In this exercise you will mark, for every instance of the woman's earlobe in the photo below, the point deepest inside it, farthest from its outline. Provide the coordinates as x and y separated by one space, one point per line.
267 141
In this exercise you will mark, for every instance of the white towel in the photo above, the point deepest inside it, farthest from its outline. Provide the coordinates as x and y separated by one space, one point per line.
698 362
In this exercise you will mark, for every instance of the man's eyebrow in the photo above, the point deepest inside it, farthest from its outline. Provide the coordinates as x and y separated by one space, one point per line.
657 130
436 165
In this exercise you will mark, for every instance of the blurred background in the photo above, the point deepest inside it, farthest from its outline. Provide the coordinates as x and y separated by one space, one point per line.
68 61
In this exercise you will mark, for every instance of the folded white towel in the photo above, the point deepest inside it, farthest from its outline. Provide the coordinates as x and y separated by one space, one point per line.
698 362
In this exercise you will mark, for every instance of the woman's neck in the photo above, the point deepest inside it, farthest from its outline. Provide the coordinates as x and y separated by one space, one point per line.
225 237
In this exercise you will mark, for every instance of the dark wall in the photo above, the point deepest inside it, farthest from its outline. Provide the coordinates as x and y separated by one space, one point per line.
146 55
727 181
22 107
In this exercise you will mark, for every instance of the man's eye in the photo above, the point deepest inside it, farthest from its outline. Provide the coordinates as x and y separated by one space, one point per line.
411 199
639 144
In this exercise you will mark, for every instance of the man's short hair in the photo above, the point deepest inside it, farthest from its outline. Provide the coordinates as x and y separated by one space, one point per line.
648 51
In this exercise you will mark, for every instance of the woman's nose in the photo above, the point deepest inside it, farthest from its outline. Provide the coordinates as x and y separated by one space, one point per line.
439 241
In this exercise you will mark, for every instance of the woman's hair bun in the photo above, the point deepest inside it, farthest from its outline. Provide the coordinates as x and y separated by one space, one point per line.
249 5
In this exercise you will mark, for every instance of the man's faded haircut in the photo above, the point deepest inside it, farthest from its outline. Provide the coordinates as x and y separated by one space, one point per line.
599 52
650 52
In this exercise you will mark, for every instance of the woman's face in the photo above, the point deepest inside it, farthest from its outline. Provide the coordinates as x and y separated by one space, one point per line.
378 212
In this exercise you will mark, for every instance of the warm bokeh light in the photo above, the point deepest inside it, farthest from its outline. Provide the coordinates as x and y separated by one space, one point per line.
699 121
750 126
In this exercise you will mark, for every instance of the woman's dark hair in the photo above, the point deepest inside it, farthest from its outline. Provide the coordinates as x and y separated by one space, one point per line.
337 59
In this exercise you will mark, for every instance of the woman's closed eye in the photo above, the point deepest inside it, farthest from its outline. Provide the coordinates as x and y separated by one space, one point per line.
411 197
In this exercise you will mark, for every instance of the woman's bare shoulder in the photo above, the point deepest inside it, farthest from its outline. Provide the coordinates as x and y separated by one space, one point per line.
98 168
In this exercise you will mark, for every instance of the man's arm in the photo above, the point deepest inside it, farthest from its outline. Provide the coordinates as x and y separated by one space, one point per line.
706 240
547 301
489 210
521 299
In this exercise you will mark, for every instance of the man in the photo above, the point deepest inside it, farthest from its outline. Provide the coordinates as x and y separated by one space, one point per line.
::::
TASK PROMPT: Output the listing above exactly as it appears.

OUTPUT FOR THIS EXERCISE:
In this exercise you will mark, for every instance of the woman's earlobe in the photo below, the point deepest inside it, farthest from its outline. Provide the coordinates as x and y separated by one space, one point per line.
267 141
In this exercise you will mark, for every instance of the white towel in the photo above, the point deepest inside it, farthest from its outline. Provide the coordinates as x and y separated by one space, one point per line.
698 362
In this exercise you will mark, for every instance of the man's eyebrow in the photo above, the point deepest inside it, farthest from its outline. Provide the coordinates as x and y separated by one space, one point per line.
657 130
436 165
In this exercise you will mark, for every instance of the blurred background in the photo above, the point deepest inside it, farthest from its outline. Provide the coordinates as x and y separated by one space, one point per line.
68 61
In this exercise you will mark, for every instance of the folded white towel in the photo above, the point deepest inside it, farthest from its outline. Provide the coordinates as x and y separated by one space, one point per line.
698 362
In this exercise you will mark, for every instance of the woman's neck in the photo above, the point deepest inside it, farthest from its outline. Provide the coordinates as x and y separated by one space, one point per line.
225 237
In this exercise you will mark, for every instance of the dark wall in the photo above, the point deepest inside it, farthest from its outline. Provide the coordinates as x and y separated by one space, one point per line.
146 55
727 181
22 107
In this exercise you will mark, for every instance of the man's eye in the photo above, the point deepest inside it, farthest from its outline. Provide the coordinates as x and y separated by one space, one point per line.
411 199
639 144
In this exercise you will mark, for every instance of the man's short hair in the photo above, the point deepest inside it, farthest from its outline. Provide the coordinates as x and y separated by one space, one point per line.
648 51
In this exercise you will mark, for every instance of the woman's nose in the photo above, the point deepest inside it, farthest from its outline. Provide the coordinates as x and y separated by one space, one point per line.
439 241
In this exercise you will mark, for every instance of the woman's hair bun in the photo above, the point deepest inside it, farthest from its outline. Provide the coordinates as x and y separated by one space, one point per line.
249 5
In this exercise you will mark, for every instance of the man's faded haircut in the photo above, the point deepest inside it, farthest from its outline. Provide the coordinates as x and y separated by one space, one point per line.
599 52
650 52
In this exercise you will mark, for every instance of the woman's face in the photo above, the point deepest inside it, farthest from its outline. Provide the coordinates as x and y separated by one space, one point per line.
378 212
In this exercise you will mark, for every instance of the warm bokeh light in the photo above, the point deepest inside it, farthest from its outline. Provide the coordinates as x and y separated by one space, one point per line.
699 121
750 126
In this exercise you will mark, for every instance of the woman's dark hair in the photo above, the point deepest inside it, farthest from its outline. Provide the coordinates as x and y separated by one space, one point per line.
337 59
In this exercise you will mark, for every instance of the woman's closed eye in the photo above, the point deepest inside it, farthest from its outline. Provide the coordinates as x and y separated by one space, one point per line.
411 197
In this exercise you will mark, for every instance of the woman's bare shoulder in the photo above, the point deepest inside it, farthest from its outline. Provide the coordinates as x and y separated by one space, one point per line.
98 168
In this exercise you will mark, for every instance of the man's arm in the photo above, the point deepest inside it, farthest from its outline. Provide the coordinates as x and y separated by one space, one point per line.
706 240
547 301
489 210
521 299
In this exercise you will mark, for every instance of the man in the photo above, the point deepest inside it, farthest from its outline. Provide the coordinates as x and y separated by one space, one point per line.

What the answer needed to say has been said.